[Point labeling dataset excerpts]
>> Begin

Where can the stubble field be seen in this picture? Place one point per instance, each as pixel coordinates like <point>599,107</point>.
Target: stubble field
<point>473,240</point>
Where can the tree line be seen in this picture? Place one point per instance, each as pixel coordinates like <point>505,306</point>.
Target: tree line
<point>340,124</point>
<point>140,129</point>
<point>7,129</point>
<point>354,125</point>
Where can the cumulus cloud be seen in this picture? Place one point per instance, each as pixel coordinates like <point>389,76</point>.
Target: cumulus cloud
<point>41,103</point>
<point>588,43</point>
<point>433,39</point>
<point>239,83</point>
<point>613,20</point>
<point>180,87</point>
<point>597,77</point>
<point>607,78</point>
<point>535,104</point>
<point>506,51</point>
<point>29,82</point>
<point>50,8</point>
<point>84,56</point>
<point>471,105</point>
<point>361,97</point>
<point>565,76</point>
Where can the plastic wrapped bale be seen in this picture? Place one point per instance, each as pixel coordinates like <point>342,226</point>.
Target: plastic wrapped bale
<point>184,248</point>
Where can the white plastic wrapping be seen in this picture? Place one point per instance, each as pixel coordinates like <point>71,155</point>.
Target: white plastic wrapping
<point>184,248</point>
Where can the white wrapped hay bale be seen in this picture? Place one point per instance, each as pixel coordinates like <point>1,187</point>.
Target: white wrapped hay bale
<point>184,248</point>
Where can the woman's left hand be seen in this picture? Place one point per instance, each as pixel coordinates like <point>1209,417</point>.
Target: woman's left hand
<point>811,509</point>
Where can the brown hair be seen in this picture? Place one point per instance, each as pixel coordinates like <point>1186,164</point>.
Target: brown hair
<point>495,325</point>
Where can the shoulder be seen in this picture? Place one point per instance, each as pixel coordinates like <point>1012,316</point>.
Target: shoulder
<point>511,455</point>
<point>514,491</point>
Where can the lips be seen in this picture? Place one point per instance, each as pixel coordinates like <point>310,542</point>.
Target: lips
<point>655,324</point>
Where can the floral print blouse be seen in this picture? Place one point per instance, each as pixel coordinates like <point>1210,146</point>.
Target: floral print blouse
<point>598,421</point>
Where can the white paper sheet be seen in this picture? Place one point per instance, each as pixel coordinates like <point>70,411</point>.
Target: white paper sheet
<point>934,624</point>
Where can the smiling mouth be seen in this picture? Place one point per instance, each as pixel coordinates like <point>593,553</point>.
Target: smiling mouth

>> End

• [TO BE DONE]:
Rewrite the data between the line holding "Where can the woman's" and the line holding "<point>811,509</point>", inclusive, changing "left hand" to "right hand" and leaving everything else the same. Give only those lines.

• [FINAL RESULT]:
Where can the woman's right hand be seen in this picture? Place one point per instance, each as pixel coordinates like <point>1209,417</point>.
Target: woman's right hand
<point>811,509</point>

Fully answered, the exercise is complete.